**Exercise details:** Reproduce all the records below, putting "dot" wherever "marker" appears and leaving every other word as it stands.

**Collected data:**
# # # # # # #

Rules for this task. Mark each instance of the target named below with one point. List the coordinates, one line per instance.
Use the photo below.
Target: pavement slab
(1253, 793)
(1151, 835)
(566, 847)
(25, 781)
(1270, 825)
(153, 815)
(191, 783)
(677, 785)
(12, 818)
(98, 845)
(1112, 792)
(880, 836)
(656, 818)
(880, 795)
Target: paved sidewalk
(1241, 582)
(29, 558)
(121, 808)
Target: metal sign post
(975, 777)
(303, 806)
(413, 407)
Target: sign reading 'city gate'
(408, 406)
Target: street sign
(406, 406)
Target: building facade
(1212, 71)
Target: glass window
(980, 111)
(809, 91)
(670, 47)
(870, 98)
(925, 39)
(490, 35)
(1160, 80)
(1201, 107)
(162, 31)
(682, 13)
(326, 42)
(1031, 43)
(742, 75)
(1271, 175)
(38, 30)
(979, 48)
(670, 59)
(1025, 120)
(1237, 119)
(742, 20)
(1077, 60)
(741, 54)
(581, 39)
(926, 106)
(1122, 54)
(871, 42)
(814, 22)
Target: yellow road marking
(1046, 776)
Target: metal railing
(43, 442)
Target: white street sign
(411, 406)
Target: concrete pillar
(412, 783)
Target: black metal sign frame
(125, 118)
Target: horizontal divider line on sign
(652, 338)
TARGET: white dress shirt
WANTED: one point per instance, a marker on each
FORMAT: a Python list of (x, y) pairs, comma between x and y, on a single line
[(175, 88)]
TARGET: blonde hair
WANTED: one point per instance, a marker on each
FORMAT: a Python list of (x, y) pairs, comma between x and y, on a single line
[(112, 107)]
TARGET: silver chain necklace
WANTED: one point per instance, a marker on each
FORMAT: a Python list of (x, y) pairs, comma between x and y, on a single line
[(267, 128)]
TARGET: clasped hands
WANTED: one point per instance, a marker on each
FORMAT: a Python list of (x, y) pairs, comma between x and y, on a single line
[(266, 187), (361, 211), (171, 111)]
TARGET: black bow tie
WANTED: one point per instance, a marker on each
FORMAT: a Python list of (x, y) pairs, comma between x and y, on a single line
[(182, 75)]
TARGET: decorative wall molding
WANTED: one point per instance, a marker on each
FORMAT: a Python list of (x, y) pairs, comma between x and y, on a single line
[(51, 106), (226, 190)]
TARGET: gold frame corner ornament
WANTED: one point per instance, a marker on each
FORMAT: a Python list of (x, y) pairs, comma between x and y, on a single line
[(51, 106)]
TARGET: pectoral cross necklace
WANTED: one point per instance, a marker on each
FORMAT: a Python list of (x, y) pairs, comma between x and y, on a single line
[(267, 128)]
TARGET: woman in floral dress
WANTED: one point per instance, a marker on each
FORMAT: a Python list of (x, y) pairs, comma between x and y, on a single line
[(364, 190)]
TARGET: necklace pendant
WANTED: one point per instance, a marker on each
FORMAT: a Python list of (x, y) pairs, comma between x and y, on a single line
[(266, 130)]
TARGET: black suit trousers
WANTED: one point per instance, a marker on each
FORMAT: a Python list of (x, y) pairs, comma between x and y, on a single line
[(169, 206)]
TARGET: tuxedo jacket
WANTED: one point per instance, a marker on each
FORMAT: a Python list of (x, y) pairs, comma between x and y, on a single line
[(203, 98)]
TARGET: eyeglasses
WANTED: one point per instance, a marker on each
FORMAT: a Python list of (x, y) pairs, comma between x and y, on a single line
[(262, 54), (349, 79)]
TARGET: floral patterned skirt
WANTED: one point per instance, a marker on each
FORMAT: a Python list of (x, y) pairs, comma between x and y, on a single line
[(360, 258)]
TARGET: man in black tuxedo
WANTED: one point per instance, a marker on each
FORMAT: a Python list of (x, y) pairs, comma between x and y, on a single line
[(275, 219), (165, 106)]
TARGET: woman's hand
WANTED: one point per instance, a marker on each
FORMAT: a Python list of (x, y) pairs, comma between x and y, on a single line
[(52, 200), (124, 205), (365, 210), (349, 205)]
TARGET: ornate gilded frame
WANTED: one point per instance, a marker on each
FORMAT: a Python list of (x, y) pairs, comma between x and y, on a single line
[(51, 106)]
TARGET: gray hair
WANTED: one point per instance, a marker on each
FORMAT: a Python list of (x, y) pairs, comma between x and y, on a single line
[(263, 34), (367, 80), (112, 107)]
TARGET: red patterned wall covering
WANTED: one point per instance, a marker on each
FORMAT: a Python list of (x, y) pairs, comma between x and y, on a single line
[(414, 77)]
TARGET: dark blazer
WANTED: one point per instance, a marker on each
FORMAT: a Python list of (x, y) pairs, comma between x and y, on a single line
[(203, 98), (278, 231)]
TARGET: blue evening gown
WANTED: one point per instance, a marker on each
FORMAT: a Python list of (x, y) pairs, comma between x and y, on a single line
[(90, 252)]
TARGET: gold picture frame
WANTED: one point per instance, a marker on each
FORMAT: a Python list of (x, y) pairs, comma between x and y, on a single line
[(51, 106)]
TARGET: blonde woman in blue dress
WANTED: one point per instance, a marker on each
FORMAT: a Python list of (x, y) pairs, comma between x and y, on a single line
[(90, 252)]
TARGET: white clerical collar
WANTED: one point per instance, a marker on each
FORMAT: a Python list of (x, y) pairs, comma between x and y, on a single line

# # # # # # #

**Response to the exercise:**
Rules for this task. Mark each instance of the target named below with one point. List the coordinates, one line per instance.
Use the photo below.
Target: pavement slab
(1253, 793)
(1151, 835)
(566, 847)
(25, 781)
(1270, 825)
(153, 815)
(191, 783)
(677, 785)
(12, 818)
(98, 845)
(1112, 792)
(880, 836)
(656, 818)
(880, 795)
Target: paved sidewalk
(1241, 582)
(29, 558)
(121, 808)
Target: metal sign post
(975, 777)
(303, 806)
(413, 407)
Target: sign reading 'city gate'
(408, 406)
Target: street sign
(406, 406)
Target: building facade
(1212, 71)
Target: glass window
(980, 111)
(809, 91)
(670, 47)
(870, 98)
(925, 39)
(490, 35)
(1160, 80)
(1201, 107)
(162, 31)
(682, 13)
(326, 42)
(1031, 43)
(742, 75)
(1271, 175)
(38, 30)
(979, 48)
(670, 59)
(1025, 120)
(1237, 119)
(742, 20)
(1077, 60)
(741, 54)
(581, 39)
(926, 106)
(1122, 54)
(871, 42)
(814, 22)
Target: yellow road marking
(1046, 776)
Target: metal railing
(43, 442)
Target: white street sign
(411, 406)
Target: concrete pillar
(412, 783)
Target: black metal sign frame
(125, 118)
Target: horizontal divider line on sign
(652, 338)
TARGET: white dress shirt
WANTED: one point per instance, a dot on each
FORMAT: a Python list of (x, y) pairs, comma between x and y, on a single line
[(175, 88)]
TARGET: blonde hair
WANTED: one point per instance, a dot on each
FORMAT: a Python list of (x, y) pairs, comma between x and y, on a single line
[(112, 107)]
TARGET: silver chain necklace
WANTED: one point per instance, a dot on each
FORMAT: a Python list of (x, y) pairs, comma between x and y, on a single line
[(267, 128)]
TARGET: clasped hands
WANTED: one point per instance, a dot on each
FORMAT: a Python list of (x, y) pairs, comma between x and y, on a single line
[(266, 187), (361, 211), (171, 111)]
TARGET: black bow tie
WANTED: one point per instance, a dot on each
FORMAT: a Python list of (x, y) pairs, comma between x and y, on a single line
[(182, 75)]
TARGET: decorative wall molding
WANTED: one point per instance, a dot on each
FORMAT: a Python list of (x, y) pairs, comma between x and y, on a single line
[(51, 106), (226, 190)]
TARGET: gold frame corner ornament
WANTED: one point per instance, a dot on each
FORMAT: a Python list of (x, y) pairs, comma between x and y, on a single line
[(51, 106)]
TARGET: pectoral cross necklace
WANTED: one point per instance, a dot on each
FORMAT: a Python list of (x, y) pairs, comma between x and y, on a single line
[(267, 128)]
TARGET: woman in floral dress
WANTED: one point per instance, a dot on each
FORMAT: a Python list of (x, y) pairs, comma between x and y, on a single line
[(364, 190)]
TARGET: necklace pendant
WANTED: one point per instance, a dot on each
FORMAT: a Python list of (x, y) pairs, comma between x and y, on a single line
[(266, 130)]
TARGET: black suit trousers
WANTED: one point per instance, a dot on each
FORMAT: a Python list of (x, y) pairs, comma between x and y, on a single line
[(169, 206)]
TARGET: tuxedo jacket
WANTED: one point per instance, a dot on each
FORMAT: a Python list of (x, y) pairs, comma between x and y, on a single line
[(203, 98)]
TARGET: eyeglasses
WANTED: one point per instance, a dot on each
FORMAT: a Python list of (x, y) pairs, comma between x and y, on a single line
[(262, 54), (349, 79)]
TARGET: floral patterned skirt
WANTED: one point per instance, a dot on each
FORMAT: a Python list of (x, y) pairs, comma between x and y, on a single line
[(360, 258)]
TARGET: man in black tuxedo
WANTED: one point per instance, a dot on each
FORMAT: a Python list of (x, y) pairs, comma between x and y, on a single line
[(275, 219), (165, 106)]
TARGET: woman's hand
WANTED: one point per instance, a dot on each
FORMAT: a Python list of (x, y) pairs, comma between x and y, on a single line
[(52, 200), (124, 205), (365, 210), (349, 205)]
TARGET: ornate gilded frame
WANTED: one point per instance, a dot on each
FORMAT: a Python list of (x, y) pairs, comma between x and y, on a single line
[(51, 106)]
TARGET: gray hair
WANTED: one point per instance, a dot on each
FORMAT: a Python list of (x, y) pairs, comma between x and y, on a single line
[(263, 34), (367, 80), (112, 107)]
TARGET: red patterned wall covering
WANTED: one point per instance, a dot on each
FORMAT: a Python list of (x, y) pairs, comma between x and y, on a single line
[(414, 77)]
TARGET: dark blazer
WANTED: one point per instance, a dot on each
FORMAT: a Python list of (x, y) pairs, comma between x and y, on a single line
[(203, 98), (278, 231)]
TARGET: blue evening gown
WANTED: one point per instance, a dot on each
FORMAT: a Python list of (x, y) pairs, comma between x and y, on a single line
[(90, 252)]
TARGET: gold picture frame
WANTED: one point per instance, a dot on each
FORMAT: a Python list of (x, y) pairs, comma between x and y, on a single line
[(51, 106)]
TARGET: blonde woman in blue dress
WANTED: one point per instance, a dot on each
FORMAT: a Python list of (x, y) pairs, comma between x and y, on a single line
[(90, 252)]
TARGET: white clerical collar
WANTED: one point per instance, a dot on each
FORMAT: a Python list of (x, y) pairs, comma between x and y, on a single line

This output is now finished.